■ Instructions to follow
Can you print every record below exactly as written?

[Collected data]
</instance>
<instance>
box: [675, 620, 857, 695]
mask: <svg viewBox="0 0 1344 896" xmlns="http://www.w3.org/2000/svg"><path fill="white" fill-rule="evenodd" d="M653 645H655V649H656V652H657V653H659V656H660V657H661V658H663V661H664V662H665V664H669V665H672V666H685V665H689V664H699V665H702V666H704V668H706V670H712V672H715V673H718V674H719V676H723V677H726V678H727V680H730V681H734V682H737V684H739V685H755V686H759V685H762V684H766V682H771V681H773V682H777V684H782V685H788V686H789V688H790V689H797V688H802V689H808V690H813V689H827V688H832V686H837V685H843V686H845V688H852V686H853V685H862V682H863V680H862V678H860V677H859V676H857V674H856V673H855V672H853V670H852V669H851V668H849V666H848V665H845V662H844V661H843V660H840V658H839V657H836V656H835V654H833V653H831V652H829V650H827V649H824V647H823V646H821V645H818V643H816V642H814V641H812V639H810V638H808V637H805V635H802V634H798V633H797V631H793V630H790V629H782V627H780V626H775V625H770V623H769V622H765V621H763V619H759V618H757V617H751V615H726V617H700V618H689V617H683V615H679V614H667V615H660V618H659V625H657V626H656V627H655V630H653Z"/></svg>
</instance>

■ Solution to this exercise
</instance>
<instance>
box: [675, 620, 857, 695]
mask: <svg viewBox="0 0 1344 896" xmlns="http://www.w3.org/2000/svg"><path fill="white" fill-rule="evenodd" d="M653 645H655V649H656V652H657V653H659V656H660V657H661V658H663V661H664V662H665V664H669V665H672V666H685V665H689V664H699V665H702V666H704V668H706V670H712V672H715V673H718V674H719V676H723V677H726V678H727V680H730V681H734V682H737V684H739V685H755V686H759V685H762V684H766V682H771V681H773V682H777V684H782V685H788V686H789V688H790V689H797V688H802V689H808V690H813V689H827V688H832V686H837V685H843V686H845V688H852V686H853V685H862V682H863V680H862V678H860V677H859V676H857V674H856V673H855V672H853V670H852V669H851V668H849V666H848V665H845V662H844V661H843V660H840V658H839V657H836V656H835V654H833V653H831V652H829V650H827V649H824V647H823V646H821V645H818V643H816V642H814V641H812V639H810V638H808V637H805V635H802V634H798V633H797V631H793V630H790V629H782V627H780V626H775V625H770V623H769V622H765V621H763V619H759V618H757V617H751V615H726V617H700V618H689V617H683V615H679V614H667V615H660V618H659V625H657V626H656V627H655V630H653Z"/></svg>
</instance>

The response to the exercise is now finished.